Start Listed records

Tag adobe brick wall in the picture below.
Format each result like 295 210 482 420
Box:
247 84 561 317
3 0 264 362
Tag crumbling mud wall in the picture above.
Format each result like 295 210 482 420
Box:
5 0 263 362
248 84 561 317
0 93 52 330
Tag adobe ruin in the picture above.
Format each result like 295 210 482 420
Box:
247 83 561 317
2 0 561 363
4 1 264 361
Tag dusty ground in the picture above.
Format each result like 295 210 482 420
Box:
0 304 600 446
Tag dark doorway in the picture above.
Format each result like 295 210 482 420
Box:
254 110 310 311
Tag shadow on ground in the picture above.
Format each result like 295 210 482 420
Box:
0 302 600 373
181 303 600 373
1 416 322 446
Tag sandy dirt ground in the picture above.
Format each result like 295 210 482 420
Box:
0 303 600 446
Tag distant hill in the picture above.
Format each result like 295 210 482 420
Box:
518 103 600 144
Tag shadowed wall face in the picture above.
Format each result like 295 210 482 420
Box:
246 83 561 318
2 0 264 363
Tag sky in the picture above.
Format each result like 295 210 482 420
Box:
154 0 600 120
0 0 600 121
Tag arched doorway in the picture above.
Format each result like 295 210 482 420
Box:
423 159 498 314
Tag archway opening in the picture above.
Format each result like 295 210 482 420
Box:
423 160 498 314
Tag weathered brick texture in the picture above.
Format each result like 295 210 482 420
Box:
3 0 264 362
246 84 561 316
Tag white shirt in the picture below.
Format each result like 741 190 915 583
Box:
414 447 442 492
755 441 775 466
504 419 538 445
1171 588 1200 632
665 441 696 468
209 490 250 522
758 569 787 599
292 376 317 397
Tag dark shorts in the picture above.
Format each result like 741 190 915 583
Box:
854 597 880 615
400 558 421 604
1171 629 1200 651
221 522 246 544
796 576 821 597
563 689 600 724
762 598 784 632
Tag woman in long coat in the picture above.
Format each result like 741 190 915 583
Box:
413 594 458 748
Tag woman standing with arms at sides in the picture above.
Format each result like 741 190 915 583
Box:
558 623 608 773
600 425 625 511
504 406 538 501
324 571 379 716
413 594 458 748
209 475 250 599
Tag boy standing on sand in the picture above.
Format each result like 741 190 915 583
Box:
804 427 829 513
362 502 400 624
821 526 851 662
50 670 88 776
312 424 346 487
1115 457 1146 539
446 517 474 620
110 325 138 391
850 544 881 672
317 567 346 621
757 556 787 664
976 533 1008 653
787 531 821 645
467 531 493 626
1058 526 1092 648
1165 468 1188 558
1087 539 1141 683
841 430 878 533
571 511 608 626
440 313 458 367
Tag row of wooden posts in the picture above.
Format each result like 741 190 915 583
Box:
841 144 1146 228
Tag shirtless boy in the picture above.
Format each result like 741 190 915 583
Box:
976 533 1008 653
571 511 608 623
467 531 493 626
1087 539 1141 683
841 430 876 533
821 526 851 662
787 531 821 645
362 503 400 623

End Listed records

Directions —
Reproduce the entire listing above word for word, keeping every line in its original order.

Answer below —
Tag adobe brick wall in the picture below.
Format each result like 295 210 482 420
Box:
247 84 561 317
3 0 264 362
Tag crumbling mud wall in the picture above.
Format each result like 295 210 482 420
Box:
5 0 263 362
248 84 561 317
0 93 52 330
Tag adobe ruin in the picture above.
Format each result like 295 210 482 420
Box:
247 83 561 317
2 0 561 363
4 1 264 361
Tag dusty ground in the picture above.
Format each result like 295 210 482 420
Box:
0 304 600 446
Tag dark doorway in the picture above.
Format each result like 295 210 482 420
Box:
254 110 310 311
Tag shadow on ground in the picture above.
Format each result like 295 210 482 420
Box:
0 302 600 373
181 303 600 373
1 416 322 446
Tag sandy dirt ground in the picture above.
Format each result like 295 210 482 420
Box:
0 303 600 446
Tag distant hill in the picture above.
Format each result like 295 210 482 420
Box:
518 103 600 144
Tag shadowed wall face in the picture above.
Format each result like 295 210 482 420
Box:
246 83 561 318
2 0 264 363
Tag sky in the picture above.
Format each result like 295 210 482 420
Box:
154 0 600 120
0 0 600 121
Tag arched doorway in the picture above.
Format each result like 295 210 482 420
Box:
423 159 498 314
Tag archway opening in the picture above.
Format each result like 295 210 482 420
Box:
423 160 498 314
Tag weathered brick texture in the picture above.
Format each result like 295 210 482 420
Box:
3 0 264 362
246 84 561 316
Tag white shirt in the picture below.
Format each result like 741 190 915 583
Box:
414 447 442 492
755 441 775 466
504 419 538 445
1171 588 1200 632
665 441 696 468
209 490 250 522
758 569 787 599
292 376 317 397
Tag dark shorts in the picture above.
Format each result like 741 190 915 583
Box:
854 597 880 615
400 558 421 604
1171 629 1200 651
221 522 246 544
796 576 821 597
563 689 600 724
762 598 784 632
Tag woman in long coat in the picture above.
Format each result like 741 190 915 583
Box:
413 594 458 748
Tag woman standing with arms at sides in the picture above.
Format each result like 741 190 915 583
Box:
558 623 608 773
600 425 625 511
504 406 538 501
324 571 379 716
413 594 458 748
209 475 250 599
Tag boy standing on sand in the picture above.
Format each result like 741 190 915 583
Box:
804 427 829 513
362 502 400 624
821 526 851 662
50 670 88 776
312 424 346 487
1115 457 1146 539
446 517 474 620
110 325 138 391
850 544 881 672
317 567 346 621
757 556 787 664
976 533 1008 653
787 531 821 645
467 531 493 626
1058 526 1092 648
1165 468 1188 558
1087 539 1141 683
841 430 878 533
571 511 608 626
440 313 458 367
Tag row of wooden posts in the picture above.
Format each result like 741 190 915 583
Box:
841 144 1146 228
Tag shirtless boy in the picture above.
Format each result like 741 190 915 583
Box:
976 533 1008 653
571 511 608 623
467 531 493 626
1087 539 1141 683
841 430 876 533
821 526 851 662
787 531 821 645
362 503 400 623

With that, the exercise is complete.